Task requirements:
Copy out all lines bearing the word "wooden" from the listing below.
+++ Extracted data +++
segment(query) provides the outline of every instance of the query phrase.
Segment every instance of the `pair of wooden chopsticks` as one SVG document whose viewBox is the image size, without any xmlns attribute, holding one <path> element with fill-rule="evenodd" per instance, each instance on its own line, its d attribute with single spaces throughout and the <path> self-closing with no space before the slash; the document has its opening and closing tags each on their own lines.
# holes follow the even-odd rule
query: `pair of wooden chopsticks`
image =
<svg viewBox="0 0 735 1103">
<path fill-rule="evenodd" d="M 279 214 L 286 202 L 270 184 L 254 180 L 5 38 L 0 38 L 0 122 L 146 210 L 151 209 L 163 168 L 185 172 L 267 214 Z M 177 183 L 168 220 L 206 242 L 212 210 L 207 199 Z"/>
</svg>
+++
+++ Extracted data +++
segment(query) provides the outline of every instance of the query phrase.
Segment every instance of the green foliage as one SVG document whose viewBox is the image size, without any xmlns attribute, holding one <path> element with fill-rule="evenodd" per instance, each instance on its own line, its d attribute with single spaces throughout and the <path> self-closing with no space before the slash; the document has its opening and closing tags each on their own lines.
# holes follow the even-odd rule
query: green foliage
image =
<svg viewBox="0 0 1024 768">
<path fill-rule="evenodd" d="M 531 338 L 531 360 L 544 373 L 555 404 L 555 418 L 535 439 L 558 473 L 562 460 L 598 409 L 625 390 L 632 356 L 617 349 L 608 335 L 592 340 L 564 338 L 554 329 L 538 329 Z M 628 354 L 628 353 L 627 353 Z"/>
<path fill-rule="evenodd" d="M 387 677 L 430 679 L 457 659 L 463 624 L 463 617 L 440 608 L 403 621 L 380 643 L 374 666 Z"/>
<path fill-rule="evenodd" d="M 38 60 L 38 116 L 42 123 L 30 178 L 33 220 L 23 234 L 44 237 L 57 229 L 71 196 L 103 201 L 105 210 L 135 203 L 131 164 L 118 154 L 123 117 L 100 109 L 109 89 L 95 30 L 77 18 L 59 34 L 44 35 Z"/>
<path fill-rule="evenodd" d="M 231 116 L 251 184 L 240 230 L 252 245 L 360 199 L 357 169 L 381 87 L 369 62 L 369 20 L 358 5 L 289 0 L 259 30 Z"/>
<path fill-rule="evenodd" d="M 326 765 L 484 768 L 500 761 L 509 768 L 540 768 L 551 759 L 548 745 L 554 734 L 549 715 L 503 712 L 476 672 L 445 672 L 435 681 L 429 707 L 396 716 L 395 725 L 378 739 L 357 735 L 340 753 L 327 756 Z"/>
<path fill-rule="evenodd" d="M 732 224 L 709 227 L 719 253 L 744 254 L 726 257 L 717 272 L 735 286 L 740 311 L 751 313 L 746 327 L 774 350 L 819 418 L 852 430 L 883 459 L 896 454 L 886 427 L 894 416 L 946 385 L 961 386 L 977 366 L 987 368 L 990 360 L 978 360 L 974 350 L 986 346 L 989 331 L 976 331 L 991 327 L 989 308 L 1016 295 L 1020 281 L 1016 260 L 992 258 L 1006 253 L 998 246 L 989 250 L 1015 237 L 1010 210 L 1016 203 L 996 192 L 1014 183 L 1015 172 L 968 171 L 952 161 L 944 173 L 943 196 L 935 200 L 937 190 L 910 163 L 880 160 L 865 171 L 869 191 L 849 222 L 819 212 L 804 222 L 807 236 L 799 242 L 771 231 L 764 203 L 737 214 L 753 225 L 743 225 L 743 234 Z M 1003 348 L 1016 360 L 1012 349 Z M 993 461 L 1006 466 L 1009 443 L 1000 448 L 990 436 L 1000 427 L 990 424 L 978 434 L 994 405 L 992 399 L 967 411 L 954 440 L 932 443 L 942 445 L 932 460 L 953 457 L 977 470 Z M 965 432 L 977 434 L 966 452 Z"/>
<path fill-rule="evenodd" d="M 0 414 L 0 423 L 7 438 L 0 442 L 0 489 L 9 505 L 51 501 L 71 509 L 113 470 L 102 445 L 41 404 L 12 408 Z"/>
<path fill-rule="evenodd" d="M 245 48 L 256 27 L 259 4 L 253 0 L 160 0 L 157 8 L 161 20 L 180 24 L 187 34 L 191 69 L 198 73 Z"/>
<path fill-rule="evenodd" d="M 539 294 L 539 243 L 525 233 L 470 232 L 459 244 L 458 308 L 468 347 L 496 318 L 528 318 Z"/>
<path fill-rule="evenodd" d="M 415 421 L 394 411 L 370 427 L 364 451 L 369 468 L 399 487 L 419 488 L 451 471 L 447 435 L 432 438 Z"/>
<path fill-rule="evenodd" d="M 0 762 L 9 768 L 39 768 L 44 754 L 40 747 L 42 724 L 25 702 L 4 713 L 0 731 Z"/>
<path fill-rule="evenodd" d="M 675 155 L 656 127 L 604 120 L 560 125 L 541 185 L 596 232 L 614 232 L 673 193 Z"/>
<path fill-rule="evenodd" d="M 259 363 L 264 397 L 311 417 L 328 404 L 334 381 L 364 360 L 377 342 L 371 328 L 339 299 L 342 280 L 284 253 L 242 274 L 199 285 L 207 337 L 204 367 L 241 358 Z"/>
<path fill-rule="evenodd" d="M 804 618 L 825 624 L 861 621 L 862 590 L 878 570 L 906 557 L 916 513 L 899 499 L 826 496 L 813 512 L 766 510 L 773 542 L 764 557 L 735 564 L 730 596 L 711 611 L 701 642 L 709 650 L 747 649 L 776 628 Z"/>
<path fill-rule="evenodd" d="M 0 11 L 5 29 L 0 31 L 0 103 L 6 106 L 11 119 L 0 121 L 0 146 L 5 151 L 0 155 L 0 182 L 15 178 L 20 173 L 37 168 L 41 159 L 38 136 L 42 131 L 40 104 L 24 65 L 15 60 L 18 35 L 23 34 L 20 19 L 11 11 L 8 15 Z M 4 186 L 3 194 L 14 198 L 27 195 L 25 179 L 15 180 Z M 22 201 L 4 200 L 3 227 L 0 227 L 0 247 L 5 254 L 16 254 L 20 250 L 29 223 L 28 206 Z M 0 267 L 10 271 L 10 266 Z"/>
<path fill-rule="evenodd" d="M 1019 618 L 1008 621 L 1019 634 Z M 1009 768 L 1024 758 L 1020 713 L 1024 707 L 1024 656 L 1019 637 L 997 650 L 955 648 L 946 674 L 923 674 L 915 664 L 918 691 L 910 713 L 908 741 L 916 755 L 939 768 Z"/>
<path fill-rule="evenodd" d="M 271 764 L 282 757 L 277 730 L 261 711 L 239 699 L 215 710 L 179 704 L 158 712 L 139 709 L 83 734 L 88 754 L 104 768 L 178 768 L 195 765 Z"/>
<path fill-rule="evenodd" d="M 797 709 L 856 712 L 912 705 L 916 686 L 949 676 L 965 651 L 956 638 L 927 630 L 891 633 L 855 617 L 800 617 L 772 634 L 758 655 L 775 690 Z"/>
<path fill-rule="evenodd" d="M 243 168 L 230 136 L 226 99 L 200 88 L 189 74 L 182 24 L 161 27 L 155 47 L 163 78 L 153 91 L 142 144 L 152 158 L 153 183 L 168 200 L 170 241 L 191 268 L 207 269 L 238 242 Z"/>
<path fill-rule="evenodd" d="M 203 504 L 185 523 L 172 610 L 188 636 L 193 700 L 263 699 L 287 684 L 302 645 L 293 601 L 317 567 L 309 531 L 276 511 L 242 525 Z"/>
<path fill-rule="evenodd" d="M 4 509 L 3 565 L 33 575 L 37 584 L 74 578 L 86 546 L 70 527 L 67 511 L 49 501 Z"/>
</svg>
+++
+++ Extracted data +++
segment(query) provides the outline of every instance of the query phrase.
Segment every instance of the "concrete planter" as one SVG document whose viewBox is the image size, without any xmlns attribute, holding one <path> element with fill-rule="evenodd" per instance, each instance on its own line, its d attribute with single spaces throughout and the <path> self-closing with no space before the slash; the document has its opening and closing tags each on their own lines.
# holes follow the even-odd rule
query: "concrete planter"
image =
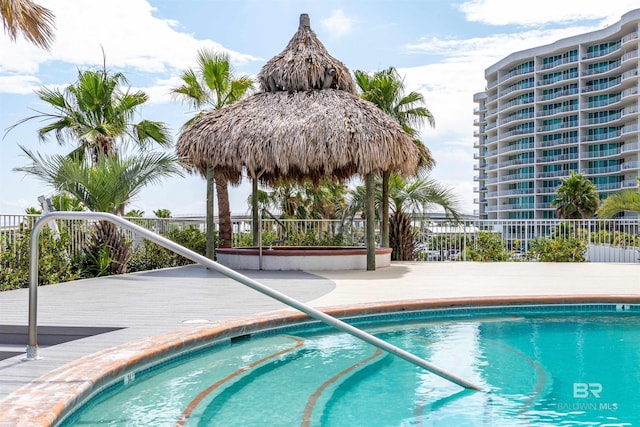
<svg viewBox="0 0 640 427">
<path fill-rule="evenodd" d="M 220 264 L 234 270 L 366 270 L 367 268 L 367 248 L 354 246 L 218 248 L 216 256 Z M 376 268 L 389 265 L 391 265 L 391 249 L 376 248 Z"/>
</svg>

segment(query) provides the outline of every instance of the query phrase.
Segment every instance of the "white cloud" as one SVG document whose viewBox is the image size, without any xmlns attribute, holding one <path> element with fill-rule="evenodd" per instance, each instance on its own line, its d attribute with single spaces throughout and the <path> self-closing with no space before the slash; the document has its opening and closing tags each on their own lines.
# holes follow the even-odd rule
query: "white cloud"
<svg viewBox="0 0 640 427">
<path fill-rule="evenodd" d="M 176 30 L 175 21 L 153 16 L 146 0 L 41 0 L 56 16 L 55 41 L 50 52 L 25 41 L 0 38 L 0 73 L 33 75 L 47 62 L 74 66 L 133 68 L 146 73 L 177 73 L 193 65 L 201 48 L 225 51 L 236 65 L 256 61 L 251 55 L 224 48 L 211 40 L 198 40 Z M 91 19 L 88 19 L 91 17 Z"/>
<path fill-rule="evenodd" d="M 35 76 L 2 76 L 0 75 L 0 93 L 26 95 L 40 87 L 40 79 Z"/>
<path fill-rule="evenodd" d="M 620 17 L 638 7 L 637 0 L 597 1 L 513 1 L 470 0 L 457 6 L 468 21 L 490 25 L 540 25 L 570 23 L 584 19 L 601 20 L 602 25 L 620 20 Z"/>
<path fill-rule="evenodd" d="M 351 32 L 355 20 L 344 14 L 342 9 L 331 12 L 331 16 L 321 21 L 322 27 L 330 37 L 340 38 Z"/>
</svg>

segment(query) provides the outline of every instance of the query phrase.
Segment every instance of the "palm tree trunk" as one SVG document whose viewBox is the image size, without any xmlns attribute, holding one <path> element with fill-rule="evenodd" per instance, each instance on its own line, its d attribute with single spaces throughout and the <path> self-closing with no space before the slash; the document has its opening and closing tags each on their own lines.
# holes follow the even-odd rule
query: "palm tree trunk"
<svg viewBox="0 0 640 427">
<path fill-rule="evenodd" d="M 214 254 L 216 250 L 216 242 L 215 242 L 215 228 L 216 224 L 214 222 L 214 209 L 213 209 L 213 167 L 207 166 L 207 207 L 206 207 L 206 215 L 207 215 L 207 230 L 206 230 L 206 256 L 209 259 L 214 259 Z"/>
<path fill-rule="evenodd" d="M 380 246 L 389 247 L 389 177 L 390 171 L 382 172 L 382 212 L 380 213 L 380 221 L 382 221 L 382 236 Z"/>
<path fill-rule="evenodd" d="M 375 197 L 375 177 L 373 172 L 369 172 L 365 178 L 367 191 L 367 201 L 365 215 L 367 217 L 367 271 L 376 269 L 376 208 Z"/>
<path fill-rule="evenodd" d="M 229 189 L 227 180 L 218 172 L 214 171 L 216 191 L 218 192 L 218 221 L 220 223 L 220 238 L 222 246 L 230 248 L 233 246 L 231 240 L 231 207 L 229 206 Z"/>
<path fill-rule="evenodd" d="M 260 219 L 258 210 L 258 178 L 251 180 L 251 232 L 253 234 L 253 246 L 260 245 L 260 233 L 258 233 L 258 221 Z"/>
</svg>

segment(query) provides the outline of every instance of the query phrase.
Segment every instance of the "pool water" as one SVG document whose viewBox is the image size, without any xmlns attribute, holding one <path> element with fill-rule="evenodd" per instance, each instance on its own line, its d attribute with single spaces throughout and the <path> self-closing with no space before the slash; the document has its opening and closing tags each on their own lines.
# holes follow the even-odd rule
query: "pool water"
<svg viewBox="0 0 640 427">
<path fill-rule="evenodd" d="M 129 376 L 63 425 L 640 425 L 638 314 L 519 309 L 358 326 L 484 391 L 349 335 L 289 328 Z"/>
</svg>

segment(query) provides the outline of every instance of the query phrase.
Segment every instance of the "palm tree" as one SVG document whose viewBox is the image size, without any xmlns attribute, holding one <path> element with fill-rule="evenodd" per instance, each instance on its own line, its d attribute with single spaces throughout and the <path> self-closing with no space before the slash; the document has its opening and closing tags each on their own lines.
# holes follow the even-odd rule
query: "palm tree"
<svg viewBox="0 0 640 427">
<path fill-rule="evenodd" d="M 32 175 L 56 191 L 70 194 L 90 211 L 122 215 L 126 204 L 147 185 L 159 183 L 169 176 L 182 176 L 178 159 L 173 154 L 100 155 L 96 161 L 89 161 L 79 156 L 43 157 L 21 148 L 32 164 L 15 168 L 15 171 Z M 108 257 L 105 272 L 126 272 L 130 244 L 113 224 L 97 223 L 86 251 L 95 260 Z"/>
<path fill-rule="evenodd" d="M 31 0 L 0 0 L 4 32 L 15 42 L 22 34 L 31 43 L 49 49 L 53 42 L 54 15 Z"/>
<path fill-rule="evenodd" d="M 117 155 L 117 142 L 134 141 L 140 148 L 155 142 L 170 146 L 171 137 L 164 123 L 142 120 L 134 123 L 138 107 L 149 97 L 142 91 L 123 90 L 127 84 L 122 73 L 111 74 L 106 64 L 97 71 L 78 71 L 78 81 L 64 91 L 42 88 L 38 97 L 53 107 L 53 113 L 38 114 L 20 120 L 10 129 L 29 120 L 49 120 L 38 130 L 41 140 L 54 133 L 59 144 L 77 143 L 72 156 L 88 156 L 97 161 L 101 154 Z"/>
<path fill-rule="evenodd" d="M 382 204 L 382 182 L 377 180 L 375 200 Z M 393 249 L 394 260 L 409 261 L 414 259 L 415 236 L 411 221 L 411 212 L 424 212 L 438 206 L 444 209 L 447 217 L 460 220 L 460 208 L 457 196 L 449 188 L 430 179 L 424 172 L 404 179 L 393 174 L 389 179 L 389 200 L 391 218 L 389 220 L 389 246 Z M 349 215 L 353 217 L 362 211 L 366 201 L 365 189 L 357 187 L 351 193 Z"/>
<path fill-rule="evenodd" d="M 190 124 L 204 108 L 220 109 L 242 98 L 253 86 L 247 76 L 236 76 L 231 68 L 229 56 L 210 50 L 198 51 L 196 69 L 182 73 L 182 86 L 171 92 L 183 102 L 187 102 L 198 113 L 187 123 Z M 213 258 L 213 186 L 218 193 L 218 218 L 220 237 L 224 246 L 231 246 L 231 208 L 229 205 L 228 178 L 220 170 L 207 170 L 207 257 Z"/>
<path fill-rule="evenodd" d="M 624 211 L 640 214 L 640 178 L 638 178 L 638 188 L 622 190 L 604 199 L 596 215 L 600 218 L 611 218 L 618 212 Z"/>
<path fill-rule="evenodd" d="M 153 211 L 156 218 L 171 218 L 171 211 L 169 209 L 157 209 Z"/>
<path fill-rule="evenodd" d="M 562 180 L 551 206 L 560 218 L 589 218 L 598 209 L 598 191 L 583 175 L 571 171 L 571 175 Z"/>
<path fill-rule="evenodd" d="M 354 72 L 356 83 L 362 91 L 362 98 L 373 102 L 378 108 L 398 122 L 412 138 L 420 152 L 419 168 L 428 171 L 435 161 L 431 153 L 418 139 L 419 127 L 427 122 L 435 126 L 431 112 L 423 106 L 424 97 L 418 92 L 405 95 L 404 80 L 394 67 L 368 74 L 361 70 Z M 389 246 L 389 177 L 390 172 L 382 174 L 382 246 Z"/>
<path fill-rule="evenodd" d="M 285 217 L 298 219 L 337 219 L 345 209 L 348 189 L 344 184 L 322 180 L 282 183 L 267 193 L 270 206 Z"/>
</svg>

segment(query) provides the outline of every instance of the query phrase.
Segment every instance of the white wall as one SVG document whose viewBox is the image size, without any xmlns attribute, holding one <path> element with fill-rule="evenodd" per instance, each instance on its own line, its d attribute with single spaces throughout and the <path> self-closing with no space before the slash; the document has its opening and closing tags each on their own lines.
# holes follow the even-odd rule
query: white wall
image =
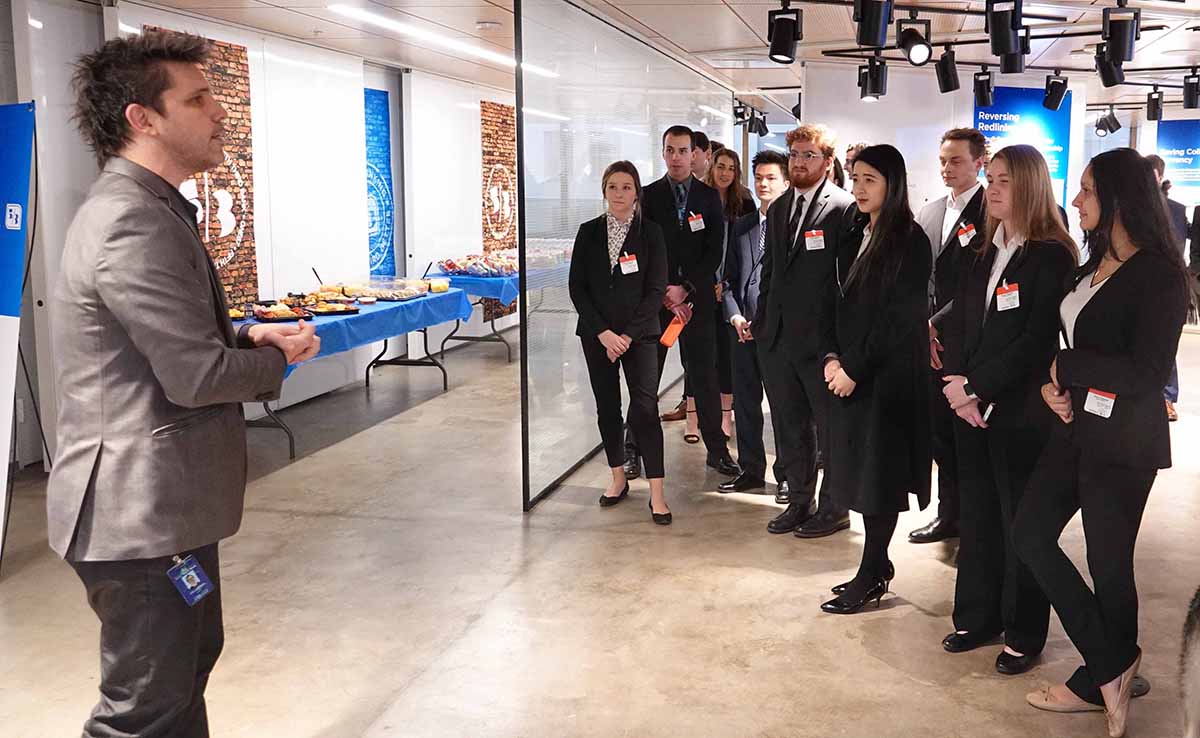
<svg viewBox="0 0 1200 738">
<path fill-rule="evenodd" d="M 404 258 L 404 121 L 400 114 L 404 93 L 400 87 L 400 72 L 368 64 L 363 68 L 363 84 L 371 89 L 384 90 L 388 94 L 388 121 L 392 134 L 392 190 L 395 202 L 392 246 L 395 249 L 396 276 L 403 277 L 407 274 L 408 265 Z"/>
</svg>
+++
Exercise answer:
Segment every instance of the `pair of wooden chopsticks` as one SVG document whose viewBox is the image size, without any xmlns attribute, holding one <path> element with fill-rule="evenodd" per instance, each instance on its own line, its d attribute with single spaces throughout and the <path> self-closing with no space before the slash; the document has its opening and closing tags each on their own lines.
query: `pair of wooden chopsticks`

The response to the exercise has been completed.